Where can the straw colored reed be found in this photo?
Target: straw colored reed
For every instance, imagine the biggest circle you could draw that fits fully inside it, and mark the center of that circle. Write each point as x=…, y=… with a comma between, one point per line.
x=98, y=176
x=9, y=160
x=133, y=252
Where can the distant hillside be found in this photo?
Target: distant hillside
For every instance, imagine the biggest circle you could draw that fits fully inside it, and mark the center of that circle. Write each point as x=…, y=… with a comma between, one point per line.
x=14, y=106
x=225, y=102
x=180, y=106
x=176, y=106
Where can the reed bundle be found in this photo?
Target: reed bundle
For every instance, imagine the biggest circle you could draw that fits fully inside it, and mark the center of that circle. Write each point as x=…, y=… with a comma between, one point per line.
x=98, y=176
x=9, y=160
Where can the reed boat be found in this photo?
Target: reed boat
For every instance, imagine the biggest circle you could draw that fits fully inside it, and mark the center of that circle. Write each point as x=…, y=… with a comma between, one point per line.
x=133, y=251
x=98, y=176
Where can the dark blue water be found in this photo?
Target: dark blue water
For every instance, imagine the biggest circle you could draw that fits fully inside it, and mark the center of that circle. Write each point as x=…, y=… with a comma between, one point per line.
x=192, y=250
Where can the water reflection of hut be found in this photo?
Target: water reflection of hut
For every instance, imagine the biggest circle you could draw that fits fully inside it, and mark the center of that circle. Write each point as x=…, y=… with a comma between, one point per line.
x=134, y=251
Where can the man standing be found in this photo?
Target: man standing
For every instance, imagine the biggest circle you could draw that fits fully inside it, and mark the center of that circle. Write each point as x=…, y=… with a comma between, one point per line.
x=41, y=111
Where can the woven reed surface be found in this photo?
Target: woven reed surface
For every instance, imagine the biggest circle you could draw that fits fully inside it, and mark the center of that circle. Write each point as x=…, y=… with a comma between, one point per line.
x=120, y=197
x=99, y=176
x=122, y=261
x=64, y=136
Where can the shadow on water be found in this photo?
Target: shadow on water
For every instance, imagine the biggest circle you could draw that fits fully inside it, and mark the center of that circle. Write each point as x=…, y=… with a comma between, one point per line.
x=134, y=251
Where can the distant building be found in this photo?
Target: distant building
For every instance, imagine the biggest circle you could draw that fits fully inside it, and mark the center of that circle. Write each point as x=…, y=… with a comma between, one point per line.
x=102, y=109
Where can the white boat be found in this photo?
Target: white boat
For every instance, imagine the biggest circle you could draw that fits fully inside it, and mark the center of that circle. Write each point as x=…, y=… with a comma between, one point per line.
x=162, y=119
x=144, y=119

□ □ □ □

◆ Brief: Update the listing above so that every "one point per line" reads "each point on its own line", with nothing else altered.

◆ The response:
Where can the straw colored reed be found in this photo?
Target: straw colored reed
For every instance, imagine the biggest circle you could draw that fits fully inside it, and mark the center of that circle. Write each point as x=…, y=… with a comma between, each point on its own line.
x=98, y=176
x=9, y=160
x=133, y=252
Where can the distant hillside be found in this photo?
Target: distant hillside
For every instance, imagine the biggest circle you could draw that fits fully inside it, and mark the center of that circle. Write each point as x=…, y=… with a comma between, each point on its own line.
x=14, y=106
x=225, y=102
x=180, y=106
x=176, y=106
Where can the reed bundle be found in this photo?
Target: reed bundle
For every instance, imagine the biggest circle you could draw that fits fully inside it, and mark the center of that circle. Write each point as x=…, y=… with a comma between, each point on its own line.
x=98, y=176
x=9, y=160
Where can the reed boat be found in this photo?
Target: reed boat
For every instance, imagine the biggest circle you could draw that fits fully inside it, and mark the center of that circle. Write each point as x=…, y=… with a comma between, each point on its own line.
x=133, y=251
x=98, y=176
Where can the dark blue water be found in this photo?
Target: dark blue water
For every instance, imagine the biggest circle you could draw that fits fully inside it, and mark the center of that circle. Write each point as x=…, y=… with a comma between, each point on its own line.
x=192, y=250
Where can the water reflection of hut be found in this photo?
Target: water reflection of hut
For every instance, imagine the biggest circle you could draw that fits fully inside it, and mark the center of that circle. Write each point as x=…, y=… with a comma between, each point on its own line.
x=134, y=251
Where can the man standing be found in this photo?
Target: man standing
For every instance, imagine the biggest circle you could draw that fits fully inside it, and mark the center of that circle. Write each point as x=…, y=… with a comma between, each point on its own line.
x=41, y=111
Where can the woven reed surface be found in this photo?
Target: woven reed surface
For every instance, imagine the biggest circle you could draw that fits fully inside it, and mark the center of that circle. Write each point as x=…, y=… with a comma between, each point on its own line.
x=120, y=197
x=99, y=176
x=122, y=261
x=64, y=136
Where can the shadow on water be found in this photo?
Target: shadow on water
For every instance, imagine the biggest circle you could draw that fits fully inside it, and mark the center of that circle. Write each point as x=…, y=… with a comma between, each point on its own line.
x=134, y=251
Where can the distant building be found in this photo?
Target: distant building
For every instance, imagine the biggest circle you could draw that fits fully inside it, and mark the center of that circle. Write each point as x=…, y=… with a comma between, each point on its own line.
x=102, y=109
Where can the white boat be found in this photo?
Target: white boat
For every instance, imagine the biggest circle you could draw that fits fully inside it, and mark the center of that circle. Write each point as x=…, y=… with a comma between, each point on its own line.
x=162, y=119
x=144, y=119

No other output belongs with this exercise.